__TASK ITEM__: If a line in the data below includes the string "bakelite", please return a copy of it.

(Stored dataset items)
= = =

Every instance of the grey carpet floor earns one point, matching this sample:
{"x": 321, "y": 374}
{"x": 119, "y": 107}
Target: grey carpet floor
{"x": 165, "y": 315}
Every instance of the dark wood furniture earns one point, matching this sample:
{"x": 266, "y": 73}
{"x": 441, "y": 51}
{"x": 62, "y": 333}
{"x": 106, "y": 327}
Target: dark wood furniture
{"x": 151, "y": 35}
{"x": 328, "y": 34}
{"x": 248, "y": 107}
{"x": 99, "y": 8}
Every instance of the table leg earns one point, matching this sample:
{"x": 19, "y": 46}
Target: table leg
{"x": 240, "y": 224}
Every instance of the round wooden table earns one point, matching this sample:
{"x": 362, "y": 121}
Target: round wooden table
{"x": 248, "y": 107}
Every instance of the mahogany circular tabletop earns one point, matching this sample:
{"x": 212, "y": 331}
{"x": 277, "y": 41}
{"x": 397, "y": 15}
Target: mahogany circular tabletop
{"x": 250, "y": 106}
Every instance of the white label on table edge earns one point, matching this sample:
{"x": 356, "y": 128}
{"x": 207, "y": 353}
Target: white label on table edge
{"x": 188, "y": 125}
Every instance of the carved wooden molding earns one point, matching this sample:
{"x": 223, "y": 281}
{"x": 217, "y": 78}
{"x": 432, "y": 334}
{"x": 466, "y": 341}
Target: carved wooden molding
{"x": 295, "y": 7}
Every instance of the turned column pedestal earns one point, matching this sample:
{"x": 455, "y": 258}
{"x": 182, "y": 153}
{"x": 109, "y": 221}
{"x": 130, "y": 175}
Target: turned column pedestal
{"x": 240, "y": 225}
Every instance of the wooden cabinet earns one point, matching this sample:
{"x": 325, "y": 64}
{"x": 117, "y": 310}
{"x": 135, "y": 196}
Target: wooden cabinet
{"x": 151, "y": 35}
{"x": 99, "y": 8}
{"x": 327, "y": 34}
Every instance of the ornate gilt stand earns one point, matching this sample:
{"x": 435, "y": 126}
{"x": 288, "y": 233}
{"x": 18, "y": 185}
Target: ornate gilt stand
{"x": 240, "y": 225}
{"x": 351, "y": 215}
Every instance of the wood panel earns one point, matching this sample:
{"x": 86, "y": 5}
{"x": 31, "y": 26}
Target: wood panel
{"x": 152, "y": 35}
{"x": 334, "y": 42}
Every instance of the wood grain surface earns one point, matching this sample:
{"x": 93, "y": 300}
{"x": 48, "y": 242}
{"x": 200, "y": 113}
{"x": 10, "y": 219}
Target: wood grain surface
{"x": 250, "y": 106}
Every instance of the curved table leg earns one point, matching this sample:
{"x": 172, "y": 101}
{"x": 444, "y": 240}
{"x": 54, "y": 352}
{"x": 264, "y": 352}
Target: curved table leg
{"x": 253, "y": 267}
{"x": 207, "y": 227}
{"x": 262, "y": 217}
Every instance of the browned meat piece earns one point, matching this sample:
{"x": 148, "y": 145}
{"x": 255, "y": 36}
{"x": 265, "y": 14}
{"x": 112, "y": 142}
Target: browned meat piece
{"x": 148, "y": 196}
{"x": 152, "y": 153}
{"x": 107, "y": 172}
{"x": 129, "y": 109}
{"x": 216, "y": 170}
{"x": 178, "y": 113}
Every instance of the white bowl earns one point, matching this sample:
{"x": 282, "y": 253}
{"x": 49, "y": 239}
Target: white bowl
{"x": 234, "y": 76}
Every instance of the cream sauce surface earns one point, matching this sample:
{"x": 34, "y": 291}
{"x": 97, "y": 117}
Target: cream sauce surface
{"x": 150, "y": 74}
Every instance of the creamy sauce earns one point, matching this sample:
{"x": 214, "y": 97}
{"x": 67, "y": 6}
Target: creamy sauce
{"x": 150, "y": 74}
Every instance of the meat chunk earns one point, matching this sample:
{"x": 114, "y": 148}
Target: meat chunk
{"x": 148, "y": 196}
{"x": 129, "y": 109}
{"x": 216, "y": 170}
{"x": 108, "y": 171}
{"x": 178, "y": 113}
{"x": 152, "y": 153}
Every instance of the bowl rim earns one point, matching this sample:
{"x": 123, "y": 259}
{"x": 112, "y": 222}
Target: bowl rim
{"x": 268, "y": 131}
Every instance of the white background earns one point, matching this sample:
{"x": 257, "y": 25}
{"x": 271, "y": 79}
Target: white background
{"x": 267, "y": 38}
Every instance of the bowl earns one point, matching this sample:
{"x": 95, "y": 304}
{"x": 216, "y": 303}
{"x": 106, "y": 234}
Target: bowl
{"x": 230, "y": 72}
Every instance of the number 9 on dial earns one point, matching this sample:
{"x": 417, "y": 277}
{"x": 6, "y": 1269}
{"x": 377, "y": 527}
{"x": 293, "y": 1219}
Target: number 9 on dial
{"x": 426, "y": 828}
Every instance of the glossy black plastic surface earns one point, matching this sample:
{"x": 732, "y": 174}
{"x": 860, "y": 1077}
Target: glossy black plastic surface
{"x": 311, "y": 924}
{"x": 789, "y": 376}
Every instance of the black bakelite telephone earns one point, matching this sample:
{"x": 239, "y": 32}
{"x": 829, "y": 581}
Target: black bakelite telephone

= = =

__PROBLEM SOLUTION__:
Every instance of the black bakelite telephone earns one point, matching this sample:
Target: black bakelite telephone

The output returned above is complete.